◆ DIRECTIVE: Convert the lines below into a JSON list of strings, one string per line, skipping blank lines and leaving out the pictures.
§
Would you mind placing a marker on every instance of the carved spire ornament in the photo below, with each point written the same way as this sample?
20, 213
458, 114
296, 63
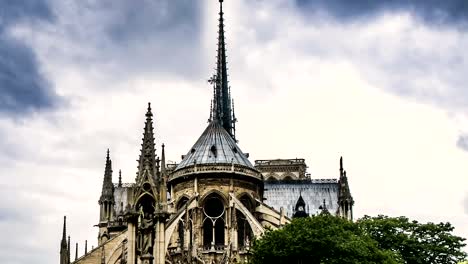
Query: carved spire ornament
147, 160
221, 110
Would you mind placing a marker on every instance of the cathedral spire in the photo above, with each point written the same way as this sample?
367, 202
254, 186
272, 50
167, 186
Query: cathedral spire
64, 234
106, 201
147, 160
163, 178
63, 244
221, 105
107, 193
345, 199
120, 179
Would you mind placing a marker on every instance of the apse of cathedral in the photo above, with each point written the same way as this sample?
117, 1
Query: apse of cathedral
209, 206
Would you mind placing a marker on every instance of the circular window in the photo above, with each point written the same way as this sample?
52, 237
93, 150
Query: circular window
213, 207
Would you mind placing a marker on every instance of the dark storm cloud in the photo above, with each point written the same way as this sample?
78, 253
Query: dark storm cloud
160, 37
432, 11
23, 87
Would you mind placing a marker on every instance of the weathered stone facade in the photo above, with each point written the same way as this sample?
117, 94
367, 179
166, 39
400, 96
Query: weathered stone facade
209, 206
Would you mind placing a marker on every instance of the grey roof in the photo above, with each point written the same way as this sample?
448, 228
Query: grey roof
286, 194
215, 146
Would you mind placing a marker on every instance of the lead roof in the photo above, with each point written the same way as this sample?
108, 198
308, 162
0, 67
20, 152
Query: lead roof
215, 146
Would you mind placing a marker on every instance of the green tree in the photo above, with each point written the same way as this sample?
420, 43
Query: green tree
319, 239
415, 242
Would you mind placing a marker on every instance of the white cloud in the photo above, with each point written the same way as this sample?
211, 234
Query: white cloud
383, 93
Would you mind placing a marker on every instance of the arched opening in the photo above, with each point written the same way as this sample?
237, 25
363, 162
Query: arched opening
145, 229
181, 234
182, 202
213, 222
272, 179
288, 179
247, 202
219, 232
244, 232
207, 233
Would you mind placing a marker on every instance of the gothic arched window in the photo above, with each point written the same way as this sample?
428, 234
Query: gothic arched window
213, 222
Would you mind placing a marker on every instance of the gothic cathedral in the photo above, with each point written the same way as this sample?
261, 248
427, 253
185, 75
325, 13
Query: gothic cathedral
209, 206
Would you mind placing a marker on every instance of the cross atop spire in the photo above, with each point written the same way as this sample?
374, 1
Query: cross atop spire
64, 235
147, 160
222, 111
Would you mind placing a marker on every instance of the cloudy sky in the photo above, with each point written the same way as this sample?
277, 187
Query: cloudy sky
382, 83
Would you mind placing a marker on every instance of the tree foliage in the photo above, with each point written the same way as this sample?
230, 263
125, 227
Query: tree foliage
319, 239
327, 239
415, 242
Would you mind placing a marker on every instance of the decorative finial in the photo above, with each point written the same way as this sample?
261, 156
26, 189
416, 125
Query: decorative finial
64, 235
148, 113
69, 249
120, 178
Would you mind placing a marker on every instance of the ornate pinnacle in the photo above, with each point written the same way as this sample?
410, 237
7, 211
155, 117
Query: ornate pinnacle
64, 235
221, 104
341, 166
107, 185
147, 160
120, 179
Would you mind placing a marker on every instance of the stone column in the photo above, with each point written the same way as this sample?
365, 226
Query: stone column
§
◆ REPLY:
[
  "Would you mind placing a marker on every instance of the carved spire ornament in the photo below, with each point written the same way as this sample?",
  "20, 213",
  "458, 114",
  "296, 63",
  "Query: carved spire ornament",
  "147, 160",
  "221, 110",
  "Would you mind placing a marker on every instance of the cathedral spire in the photo above, with each point written the same way as this sample?",
  "367, 202",
  "254, 186",
  "272, 50",
  "167, 186",
  "Query: cathedral spire",
  "64, 234",
  "106, 201",
  "147, 160",
  "163, 178",
  "63, 244",
  "221, 105",
  "107, 193",
  "345, 199",
  "120, 179",
  "Would you mind placing a marker on every instance of the apse of cathedral in the photo above, with each point written the same way as this sample?",
  "117, 1",
  "Query: apse of cathedral",
  "209, 206",
  "Would you mind placing a marker on every instance of the circular window in the photo above, with each point written the same way as this sample?",
  "52, 237",
  "93, 150",
  "Query: circular window",
  "213, 207",
  "Would you mind placing a marker on every instance of the dark storm cloud in the photo above, with each point written the same way as this sample?",
  "78, 253",
  "Query: dark storm cloud",
  "160, 37",
  "432, 11",
  "23, 87",
  "Would you mind placing a marker on every instance of the weathered stone facade in the photo above, with each point written the same way as this sample?",
  "117, 94",
  "367, 179",
  "166, 39",
  "400, 96",
  "Query: weathered stone facade",
  "209, 206",
  "Would you mind placing a marker on every instance of the grey roof in the photo above, with each point written the same way as this sample?",
  "448, 228",
  "Query: grey roof",
  "286, 194",
  "215, 146",
  "Would you mind placing a marker on every instance of the lead roof in the photo above, with each point written the same way as this sample?",
  "108, 198",
  "308, 162",
  "0, 67",
  "20, 152",
  "Query: lead roof",
  "215, 146",
  "Would you mind placing a marker on every instance of the green tree in the photo above, with each point written the same way as this sample?",
  "420, 43",
  "Query: green tree",
  "319, 239",
  "415, 242",
  "Would you mind placing a marker on every instance of the white cloud in the photo above, with each point written the same way as this sample?",
  "211, 234",
  "Query: white cloud",
  "383, 93",
  "Would you mind placing a marker on every instance of the arched opening in the photo above, with each point written the same way as this sample?",
  "237, 25",
  "363, 162",
  "Query: arched opening",
  "145, 229",
  "181, 234",
  "182, 202",
  "213, 222",
  "272, 179",
  "288, 179",
  "247, 202",
  "219, 232",
  "244, 232",
  "207, 233",
  "Would you mind placing a marker on every instance of the gothic arched window in the photo above, with each point written the same way as this sample?",
  "428, 234",
  "Query: gothic arched window",
  "213, 222",
  "Would you mind placing a marker on every instance of the gothic cathedral in the photo above, with each point written the same way as this sample?",
  "261, 248",
  "427, 253",
  "185, 75",
  "325, 13",
  "Query: gothic cathedral",
  "209, 206",
  "Would you mind placing a marker on every instance of the cross atop spire in the photo above, with each point written the same way as this sample?",
  "374, 1",
  "Query: cross atop spire",
  "64, 235",
  "147, 160",
  "222, 111",
  "Would you mind placing a marker on every instance of the cloudy sky in the photo above, with each point written the same way as this sample?",
  "277, 187",
  "Query: cloudy sky",
  "382, 83",
  "Would you mind placing a marker on every instance of the tree foliage in the photo above, with each point written the same way as this sample?",
  "230, 263",
  "125, 227",
  "Query: tree foliage",
  "319, 239",
  "327, 239",
  "415, 242",
  "Would you mind placing a marker on every instance of the decorative finial in the photo above, with each point written the same way as this sample?",
  "261, 156",
  "26, 189",
  "416, 125",
  "Query: decorative finial",
  "64, 235",
  "148, 113",
  "69, 249",
  "120, 178",
  "Would you mind placing a marker on every instance of the ornate pinnacle in the photo above, with each point written the same way as this sample?",
  "410, 237",
  "7, 211",
  "155, 117",
  "Query: ornate pinnacle",
  "64, 235",
  "221, 104",
  "341, 166",
  "107, 185",
  "147, 160",
  "120, 179",
  "Would you mind placing a marker on every instance of the stone column in the photo above, with each point written the same way as this sample?",
  "365, 226",
  "Query: stone column"
]